(TASK REQUIREMENTS): Copy the records below exactly as they stand. Leave out the pictures.

(DATA FOR THIS TASK):
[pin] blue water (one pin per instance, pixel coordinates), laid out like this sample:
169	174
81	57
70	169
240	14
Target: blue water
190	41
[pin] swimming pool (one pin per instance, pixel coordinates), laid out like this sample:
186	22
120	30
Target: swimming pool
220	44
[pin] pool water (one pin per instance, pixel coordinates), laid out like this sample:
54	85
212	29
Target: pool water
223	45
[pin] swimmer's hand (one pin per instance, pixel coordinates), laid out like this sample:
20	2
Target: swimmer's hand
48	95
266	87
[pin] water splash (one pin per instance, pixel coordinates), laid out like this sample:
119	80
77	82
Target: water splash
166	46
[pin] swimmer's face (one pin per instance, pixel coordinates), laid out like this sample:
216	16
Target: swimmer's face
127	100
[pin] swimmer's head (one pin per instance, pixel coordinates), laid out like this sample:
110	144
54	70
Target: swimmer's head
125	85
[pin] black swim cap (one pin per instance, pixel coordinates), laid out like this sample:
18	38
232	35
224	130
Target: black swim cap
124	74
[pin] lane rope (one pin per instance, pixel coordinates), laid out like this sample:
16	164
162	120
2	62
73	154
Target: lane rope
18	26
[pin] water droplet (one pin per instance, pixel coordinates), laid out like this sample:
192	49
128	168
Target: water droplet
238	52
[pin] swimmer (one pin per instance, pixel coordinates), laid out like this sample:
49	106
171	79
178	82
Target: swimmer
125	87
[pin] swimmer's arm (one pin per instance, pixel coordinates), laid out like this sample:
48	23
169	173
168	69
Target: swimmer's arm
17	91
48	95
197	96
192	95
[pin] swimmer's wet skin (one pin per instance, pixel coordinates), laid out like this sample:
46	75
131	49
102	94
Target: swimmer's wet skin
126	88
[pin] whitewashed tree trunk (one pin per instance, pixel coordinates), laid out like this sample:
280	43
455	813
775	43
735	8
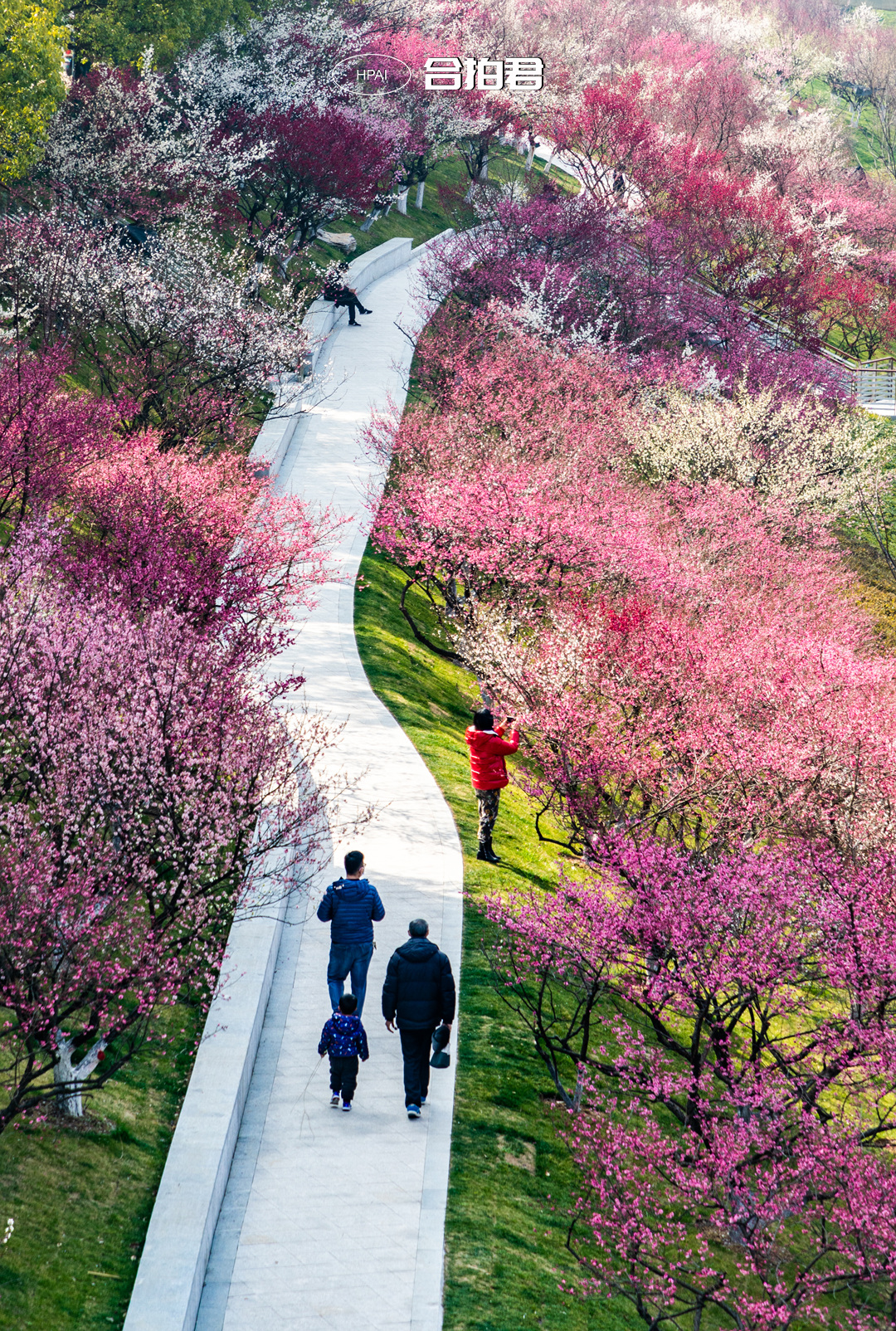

(WRITTEN REPLY):
[pin] blue water (one pin per instance, pixel coordinates), laid out like this sample:
169	174
81	57
70	169
240	14
Target: blue water
190	41
[pin] swimming pool (one pin per instance, pixel coordinates), laid out like this sample:
186	22
120	30
Target: swimming pool
220	44
[pin] pool water (one pin per instance, pixel coordinates), laid out like this sample:
54	85
212	29
Target: pool water
223	45
[pin] swimmer's hand (one pin per instance, pixel coordinates), laid out like this sample:
20	2
Target: swimmer's hand
48	95
266	87
[pin] water splash (one pin per instance, pixel coordinates), laid out like this sample:
119	80
77	82
Target: water splash
166	46
[pin] swimmer's face (one pin per instance, pixel coordinates), laid out like this sample:
216	16
Target: swimmer's face
127	100
[pin] swimmer's head (one pin per instance, pixel coordinates), laid out like this sample:
110	144
54	70
Target: swimmer's head
125	85
[pin] black swim cap (one pin per instance, pixel coordinates), laid out like this sample:
18	38
232	35
224	130
Target: black swim cap
124	74
[pin] lane rope (one pin per instance, pixel coordinates), laid out like this sample:
16	164
162	120
2	62
73	154
Target: lane rope
18	26
[pin] water droplet (one pin per instance, pixel coordinates), laid out like this sample:
192	49
128	168
Target: water droplet
238	52
[pin] swimmer (one pin per instance, pixel coordinates), laid out like this sample:
49	106
171	79
178	82
Target: swimmer
125	87
[pin] swimmer's arm (one pin per instance, pixel coordinates), laid out like this sample:
48	23
169	173
168	69
Target: swimmer's arm
17	91
48	95
197	96
192	95
[pin] swimmer's wet skin (one pin per instance, pixel coordinates), laid out like this sample:
46	75
131	49
102	94
Target: swimmer's wet skin
126	88
[pin] whitewashed tree trunk (one pin per instance, pixel coordinates), laid out like this sample:
280	43
455	813
775	43
735	8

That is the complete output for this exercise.